**Requirement**
Reproduce the lines of the items below without any change, starting at the line containing "Where can you see the vertical" and ending at the line containing "[[186, 354]]", with both of those lines included.

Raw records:

# # # #

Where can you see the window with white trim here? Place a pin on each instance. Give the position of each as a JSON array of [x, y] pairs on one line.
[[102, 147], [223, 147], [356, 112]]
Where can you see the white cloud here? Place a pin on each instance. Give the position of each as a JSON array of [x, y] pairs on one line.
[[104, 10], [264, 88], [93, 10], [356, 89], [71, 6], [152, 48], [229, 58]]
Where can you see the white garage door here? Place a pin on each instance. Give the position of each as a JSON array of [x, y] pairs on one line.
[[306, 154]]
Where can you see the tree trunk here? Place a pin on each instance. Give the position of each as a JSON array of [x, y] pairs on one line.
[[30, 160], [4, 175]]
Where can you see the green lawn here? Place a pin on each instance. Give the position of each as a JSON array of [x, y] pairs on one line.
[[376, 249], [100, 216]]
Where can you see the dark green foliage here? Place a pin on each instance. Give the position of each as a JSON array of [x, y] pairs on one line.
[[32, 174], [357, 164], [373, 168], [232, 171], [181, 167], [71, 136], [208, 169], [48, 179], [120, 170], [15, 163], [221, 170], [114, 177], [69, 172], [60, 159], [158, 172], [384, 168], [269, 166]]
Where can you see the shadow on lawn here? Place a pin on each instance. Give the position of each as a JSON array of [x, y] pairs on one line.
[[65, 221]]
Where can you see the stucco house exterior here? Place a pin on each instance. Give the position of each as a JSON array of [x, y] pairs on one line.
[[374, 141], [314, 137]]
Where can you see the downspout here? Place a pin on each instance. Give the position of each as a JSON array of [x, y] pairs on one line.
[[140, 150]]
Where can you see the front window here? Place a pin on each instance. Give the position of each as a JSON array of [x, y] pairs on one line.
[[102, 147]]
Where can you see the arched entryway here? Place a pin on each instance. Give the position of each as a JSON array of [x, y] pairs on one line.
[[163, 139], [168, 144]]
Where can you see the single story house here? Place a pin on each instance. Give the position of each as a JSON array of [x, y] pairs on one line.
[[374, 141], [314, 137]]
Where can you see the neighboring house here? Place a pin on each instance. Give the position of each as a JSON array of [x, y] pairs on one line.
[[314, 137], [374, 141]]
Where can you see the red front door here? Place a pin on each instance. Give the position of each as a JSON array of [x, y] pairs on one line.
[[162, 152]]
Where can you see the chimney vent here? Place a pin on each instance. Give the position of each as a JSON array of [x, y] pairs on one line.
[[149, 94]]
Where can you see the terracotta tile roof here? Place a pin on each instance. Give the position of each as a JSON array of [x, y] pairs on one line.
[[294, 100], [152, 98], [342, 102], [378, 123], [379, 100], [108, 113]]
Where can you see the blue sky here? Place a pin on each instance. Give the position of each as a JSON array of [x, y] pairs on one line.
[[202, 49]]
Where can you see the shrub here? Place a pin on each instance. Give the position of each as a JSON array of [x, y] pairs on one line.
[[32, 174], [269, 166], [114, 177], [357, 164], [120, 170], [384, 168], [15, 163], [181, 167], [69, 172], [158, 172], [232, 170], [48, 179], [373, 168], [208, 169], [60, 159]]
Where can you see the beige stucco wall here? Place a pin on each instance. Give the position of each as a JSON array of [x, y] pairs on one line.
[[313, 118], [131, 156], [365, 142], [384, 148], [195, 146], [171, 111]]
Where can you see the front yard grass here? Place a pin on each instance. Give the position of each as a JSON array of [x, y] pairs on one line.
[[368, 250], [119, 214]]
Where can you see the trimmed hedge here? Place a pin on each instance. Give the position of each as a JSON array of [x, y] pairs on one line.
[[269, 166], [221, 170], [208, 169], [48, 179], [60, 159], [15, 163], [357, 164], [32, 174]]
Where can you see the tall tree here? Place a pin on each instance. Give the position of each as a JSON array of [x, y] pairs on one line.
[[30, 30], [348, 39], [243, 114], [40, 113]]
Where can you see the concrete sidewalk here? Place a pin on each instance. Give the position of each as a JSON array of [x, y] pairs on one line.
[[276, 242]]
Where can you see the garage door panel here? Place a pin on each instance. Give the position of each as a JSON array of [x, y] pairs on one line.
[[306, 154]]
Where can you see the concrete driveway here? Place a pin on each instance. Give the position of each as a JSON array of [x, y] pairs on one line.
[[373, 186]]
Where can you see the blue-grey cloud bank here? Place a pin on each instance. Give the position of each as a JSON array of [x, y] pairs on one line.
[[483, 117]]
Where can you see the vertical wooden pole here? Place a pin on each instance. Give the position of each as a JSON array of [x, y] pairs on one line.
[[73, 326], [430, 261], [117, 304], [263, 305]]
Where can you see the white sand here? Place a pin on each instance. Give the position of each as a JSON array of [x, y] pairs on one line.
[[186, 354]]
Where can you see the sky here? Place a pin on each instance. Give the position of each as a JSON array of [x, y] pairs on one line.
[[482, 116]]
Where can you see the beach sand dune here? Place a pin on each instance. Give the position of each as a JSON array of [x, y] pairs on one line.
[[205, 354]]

# # # #

**Exercise answer**
Where can you see the vertical wooden pole here? Place a pin on each instance. Give the position of each as a JSON array of [x, y] pairs on one line.
[[73, 326], [430, 261], [117, 304], [263, 305]]
Where can you see the white sand here? Place a pin on each instance. Give the position of each as a JSON array of [x, y] pairs on one line.
[[186, 354]]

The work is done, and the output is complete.